**Excerpt**
A second aspect provides a processor including a register, the processor configured to fetch an instruction of a sequence of instructions, each instruction in the sequence of instructions having a computable address associated therewith, store in the register the computed address of the next instruction following the fetched instruction in the sequence of instructions if an exception occurs in respect of the fetched instruction, and after completion of an exception handling process, read from the register the stored address of the next instruction for execution.
Reading the stored address of the next instruction from the register may be performed by kernel code running on the processor.
The processor may be embodied in hardware or an integrated circuit. There may be provided a method of manufacturing, at an integrated circuit manufacturing system, the processor. There may be provided an integrated circuit definition dataset that, when processed in an integrated circuit manufacturing system, configures the system to manufacture the processor. There may be provided a non-transitory computer readable storage medium having stored thereon a computer readable description of an integrated circuit that, when processed in an integrated circuit manufacturing system, causes the integrated circuit manufacturing system to manufacture the processor.
There may be provided an integrated circuit manufacturing system comprising: a non-transitory computer readable storage medium having stored thereon a computer readable integrated circuit description that describes the processor; a layout processing system configured to process the integrated circuit description so as to generate a circuit layout description of an integrated circuit embodying of a processor; and an integrated circuit generation system configured to manufacture the processor according to the circuit layout description.
There may be provided computer readable code adapted to perform the steps of the method of the first aspect. Also there may be provided a non-transitory computer readable storage medium having stored thereon computer readable instructions that when executed in a computer system cause the computer system to perform the method of the first aspect.

Excerpts of location labeling data:
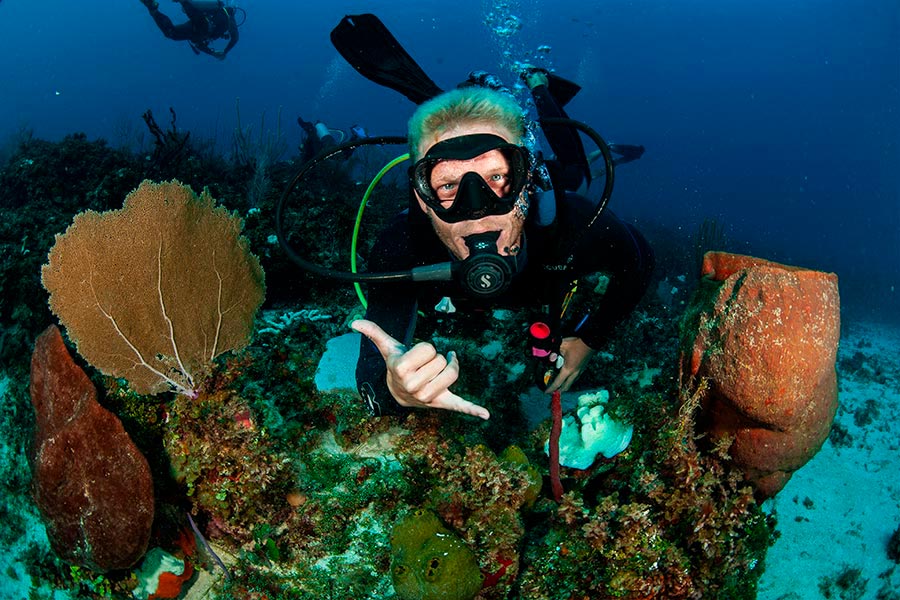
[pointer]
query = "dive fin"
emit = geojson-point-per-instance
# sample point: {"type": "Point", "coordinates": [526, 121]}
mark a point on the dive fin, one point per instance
{"type": "Point", "coordinates": [371, 49]}
{"type": "Point", "coordinates": [561, 89]}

**Required task**
Retype the stretch of the processor excerpt above from "A second aspect" through "on the processor.".

**Right answer**
A second aspect provides a processor including a register, the processor configured to fetch an instruction of a sequence of instructions, each instruction in the sequence of instructions having a computable address associated therewith, store in the register the computed address of the next instruction following the fetched instruction in the sequence of instructions if an exception occurs in respect of the fetched instruction, and after completion of an exception handling process, read from the register the stored address of the next instruction for execution.
Reading the stored address of the next instruction from the register may be performed by kernel code running on the processor.